The special issue contains a selection of both review and research articles around the topics highlighted above. A summary of ongoing public health efforts at the WHO and elsewhere is provided, with the view that focusing on strengthening current disease control efforts provides the most benefit for the future. A pair of review and research articles challenges the assumption that vectors will not evolve and adapt to changing local environmental conditions, and provides evidence that such adaptation can occur at the decadal timescale. Another pair of review and research papers by some of my most respected colleagues address the effect of climate change on diseases transmitted by Ixodes ticks specifically, and the many gaps in our knowledge, as well as finding that the advance of Ixodes scapularis activity in warmer years is not associated with an increased synchrony between nymphal and larval activity, which could favor less pathogenic strains of Borrelia burgdorferi. Two research articles provide novel predictions for the geographic range of Ae. aegypti and Ae. albopictus, with one of them predicting suitable habitat in the Pacific Northwest US for Ae. albopictus, where I live, which I have not been aware of. A review article by Shlomit Paz argues the importance of considering the effects of climate change for predicting the distribution of West Nile virus in the future, echoing the words of Epstein 15 years ago and so many others since. David Rogers challenges us to think deeply about the necessary complexity of the models we use to predict the distribution of vector-borne diseases, using dengue as an example, and suggest simple but elegant methods to find out what variables are really needed. Finally, we learn that climate change might at least have some positive effects, as habitat suitability is expected to decline for the vectors of Chagas disease in the future.

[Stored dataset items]
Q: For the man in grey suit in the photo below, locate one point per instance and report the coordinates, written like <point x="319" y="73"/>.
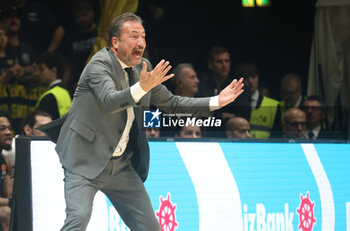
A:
<point x="102" y="145"/>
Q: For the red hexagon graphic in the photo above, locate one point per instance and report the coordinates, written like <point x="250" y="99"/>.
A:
<point x="306" y="213"/>
<point x="166" y="214"/>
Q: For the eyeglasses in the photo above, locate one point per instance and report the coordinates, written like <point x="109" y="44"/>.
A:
<point x="297" y="124"/>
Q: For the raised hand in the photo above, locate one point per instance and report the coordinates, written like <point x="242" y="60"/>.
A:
<point x="231" y="92"/>
<point x="149" y="80"/>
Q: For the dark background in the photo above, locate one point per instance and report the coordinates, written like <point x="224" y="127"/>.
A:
<point x="276" y="38"/>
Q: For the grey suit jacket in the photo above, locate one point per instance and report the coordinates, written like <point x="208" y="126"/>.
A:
<point x="97" y="117"/>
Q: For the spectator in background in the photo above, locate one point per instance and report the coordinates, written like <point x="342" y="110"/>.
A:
<point x="5" y="175"/>
<point x="6" y="62"/>
<point x="56" y="100"/>
<point x="16" y="95"/>
<point x="219" y="64"/>
<point x="79" y="41"/>
<point x="265" y="117"/>
<point x="39" y="28"/>
<point x="291" y="92"/>
<point x="23" y="52"/>
<point x="189" y="132"/>
<point x="185" y="80"/>
<point x="294" y="124"/>
<point x="237" y="127"/>
<point x="34" y="120"/>
<point x="315" y="118"/>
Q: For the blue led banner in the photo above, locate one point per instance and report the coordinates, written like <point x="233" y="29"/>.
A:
<point x="222" y="186"/>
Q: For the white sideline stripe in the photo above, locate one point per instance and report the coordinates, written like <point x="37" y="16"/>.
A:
<point x="217" y="192"/>
<point x="324" y="187"/>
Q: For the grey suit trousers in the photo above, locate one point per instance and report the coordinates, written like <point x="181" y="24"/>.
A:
<point x="121" y="184"/>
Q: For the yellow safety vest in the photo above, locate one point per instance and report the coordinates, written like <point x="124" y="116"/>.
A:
<point x="62" y="97"/>
<point x="262" y="119"/>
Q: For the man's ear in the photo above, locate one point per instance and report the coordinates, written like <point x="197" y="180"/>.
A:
<point x="210" y="65"/>
<point x="27" y="130"/>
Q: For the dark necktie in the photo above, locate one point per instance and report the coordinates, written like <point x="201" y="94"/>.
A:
<point x="131" y="75"/>
<point x="311" y="135"/>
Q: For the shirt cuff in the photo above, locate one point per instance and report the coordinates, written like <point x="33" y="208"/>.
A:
<point x="137" y="92"/>
<point x="214" y="103"/>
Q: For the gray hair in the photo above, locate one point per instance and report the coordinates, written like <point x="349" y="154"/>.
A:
<point x="117" y="23"/>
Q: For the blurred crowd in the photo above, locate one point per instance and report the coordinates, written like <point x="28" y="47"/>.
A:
<point x="41" y="59"/>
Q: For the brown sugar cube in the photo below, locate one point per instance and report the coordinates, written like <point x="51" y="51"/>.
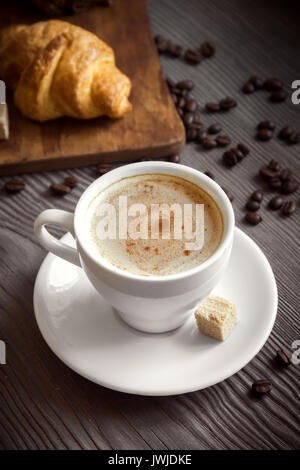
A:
<point x="4" y="127"/>
<point x="216" y="317"/>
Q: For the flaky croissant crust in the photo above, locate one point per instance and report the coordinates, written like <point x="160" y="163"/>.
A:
<point x="56" y="69"/>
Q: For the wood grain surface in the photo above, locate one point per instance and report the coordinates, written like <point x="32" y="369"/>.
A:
<point x="152" y="128"/>
<point x="43" y="404"/>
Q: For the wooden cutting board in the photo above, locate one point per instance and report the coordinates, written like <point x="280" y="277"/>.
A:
<point x="153" y="128"/>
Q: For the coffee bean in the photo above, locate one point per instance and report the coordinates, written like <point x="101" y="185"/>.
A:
<point x="267" y="173"/>
<point x="273" y="84"/>
<point x="223" y="140"/>
<point x="288" y="208"/>
<point x="181" y="102"/>
<point x="252" y="205"/>
<point x="191" y="106"/>
<point x="257" y="82"/>
<point x="264" y="135"/>
<point x="59" y="189"/>
<point x="266" y="125"/>
<point x="261" y="387"/>
<point x="163" y="46"/>
<point x="175" y="50"/>
<point x="228" y="194"/>
<point x="104" y="168"/>
<point x="257" y="196"/>
<point x="294" y="138"/>
<point x="289" y="186"/>
<point x="212" y="107"/>
<point x="191" y="135"/>
<point x="274" y="165"/>
<point x="174" y="159"/>
<point x="196" y="124"/>
<point x="201" y="135"/>
<point x="248" y="88"/>
<point x="285" y="174"/>
<point x="185" y="85"/>
<point x="214" y="128"/>
<point x="227" y="103"/>
<point x="274" y="183"/>
<point x="207" y="49"/>
<point x="285" y="132"/>
<point x="230" y="158"/>
<point x="243" y="149"/>
<point x="14" y="186"/>
<point x="71" y="181"/>
<point x="283" y="358"/>
<point x="188" y="118"/>
<point x="278" y="96"/>
<point x="192" y="56"/>
<point x="209" y="174"/>
<point x="275" y="203"/>
<point x="209" y="143"/>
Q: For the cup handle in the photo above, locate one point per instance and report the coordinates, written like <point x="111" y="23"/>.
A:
<point x="64" y="219"/>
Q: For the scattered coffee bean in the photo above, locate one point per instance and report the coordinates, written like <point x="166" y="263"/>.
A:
<point x="289" y="186"/>
<point x="192" y="56"/>
<point x="278" y="96"/>
<point x="214" y="128"/>
<point x="14" y="186"/>
<point x="283" y="358"/>
<point x="191" y="106"/>
<point x="252" y="205"/>
<point x="185" y="85"/>
<point x="243" y="149"/>
<point x="227" y="103"/>
<point x="59" y="189"/>
<point x="266" y="125"/>
<point x="212" y="107"/>
<point x="257" y="82"/>
<point x="257" y="196"/>
<point x="248" y="88"/>
<point x="207" y="49"/>
<point x="267" y="173"/>
<point x="175" y="159"/>
<point x="188" y="118"/>
<point x="275" y="183"/>
<point x="228" y="194"/>
<point x="288" y="208"/>
<point x="191" y="135"/>
<point x="223" y="140"/>
<point x="261" y="387"/>
<point x="253" y="218"/>
<point x="274" y="165"/>
<point x="209" y="143"/>
<point x="264" y="135"/>
<point x="285" y="132"/>
<point x="201" y="135"/>
<point x="273" y="84"/>
<point x="209" y="174"/>
<point x="104" y="168"/>
<point x="175" y="50"/>
<point x="229" y="158"/>
<point x="294" y="138"/>
<point x="275" y="203"/>
<point x="71" y="181"/>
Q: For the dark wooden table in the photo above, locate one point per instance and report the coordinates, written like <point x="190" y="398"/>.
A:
<point x="43" y="404"/>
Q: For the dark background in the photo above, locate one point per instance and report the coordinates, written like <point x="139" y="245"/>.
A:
<point x="43" y="404"/>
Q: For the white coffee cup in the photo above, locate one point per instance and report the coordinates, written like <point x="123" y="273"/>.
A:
<point x="152" y="304"/>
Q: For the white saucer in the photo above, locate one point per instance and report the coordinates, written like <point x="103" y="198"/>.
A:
<point x="86" y="334"/>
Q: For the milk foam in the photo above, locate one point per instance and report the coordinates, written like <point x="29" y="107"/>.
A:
<point x="148" y="256"/>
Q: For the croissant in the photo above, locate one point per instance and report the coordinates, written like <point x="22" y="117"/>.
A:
<point x="56" y="69"/>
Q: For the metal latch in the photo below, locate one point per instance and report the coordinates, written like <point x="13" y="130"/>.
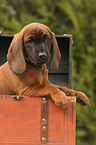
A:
<point x="17" y="97"/>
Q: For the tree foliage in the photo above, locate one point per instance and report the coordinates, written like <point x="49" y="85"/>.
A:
<point x="77" y="17"/>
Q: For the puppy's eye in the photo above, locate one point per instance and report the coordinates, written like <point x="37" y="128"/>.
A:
<point x="46" y="37"/>
<point x="30" y="40"/>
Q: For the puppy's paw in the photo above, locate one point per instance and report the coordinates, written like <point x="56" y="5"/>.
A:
<point x="82" y="99"/>
<point x="61" y="101"/>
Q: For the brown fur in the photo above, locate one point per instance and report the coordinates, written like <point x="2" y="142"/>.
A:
<point x="22" y="74"/>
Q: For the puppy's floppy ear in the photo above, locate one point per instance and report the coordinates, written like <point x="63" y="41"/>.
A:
<point x="15" y="55"/>
<point x="56" y="54"/>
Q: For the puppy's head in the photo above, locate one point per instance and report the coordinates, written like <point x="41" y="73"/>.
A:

Problems to solve
A. Rewrite the paragraph that begins "The special issue contains" in the text on the special issue as a short bulleted list that keeps its main facts.
B. Answer these questions using the text on the special issue:
(i) Whose review article argues that climate change effects must be considered when predicting the future distribution of West Nile virus?
(ii) Which disease does David Rogers use as an example?
(iii) For the vectors of which disease is habitat suitability expected to decline in the future?

Task-by-task solutions
A.
- The special issue collects review and research articles on the topics raised earlier.
- A summary of public health work at the WHO and elsewhere holds that strengthening current disease control efforts gives the most benefit for the future.
- A review article and a research article challenge the assumption that vectors will not evolve and adapt to changing local conditions, and show evidence that such adaptation can occur at the decadal timescale.
- A second review-and-research pair covers the effect of climate change on diseases spread by Ixodes ticks and the gaps in knowledge. It finds that the advance of Ixodes scapularis activity in warmer years is not associated with increased synchrony between nymphal and larval activity.
- Two research articles predict the geographic range of Ae. aegypti and Ae. albopictus. One predicts suitable habitat for Ae. albopictus in the US Pacific Northwest.
- A review by Shlomit Paz argues that climate change effects must be considered when predicting the future distribution of West Nile virus.
- David Rogers uses dengue as an example to examine how complex vector-borne disease models need to be, and he suggests simple methods to find the variables that are really needed.
- Habitat suitability is expected to decline for the vectors of Chagas disease, which may be a positive effect of climate change.

B.
(i) Shlomit Paz
(ii) Dengue
(iii) Chagas disease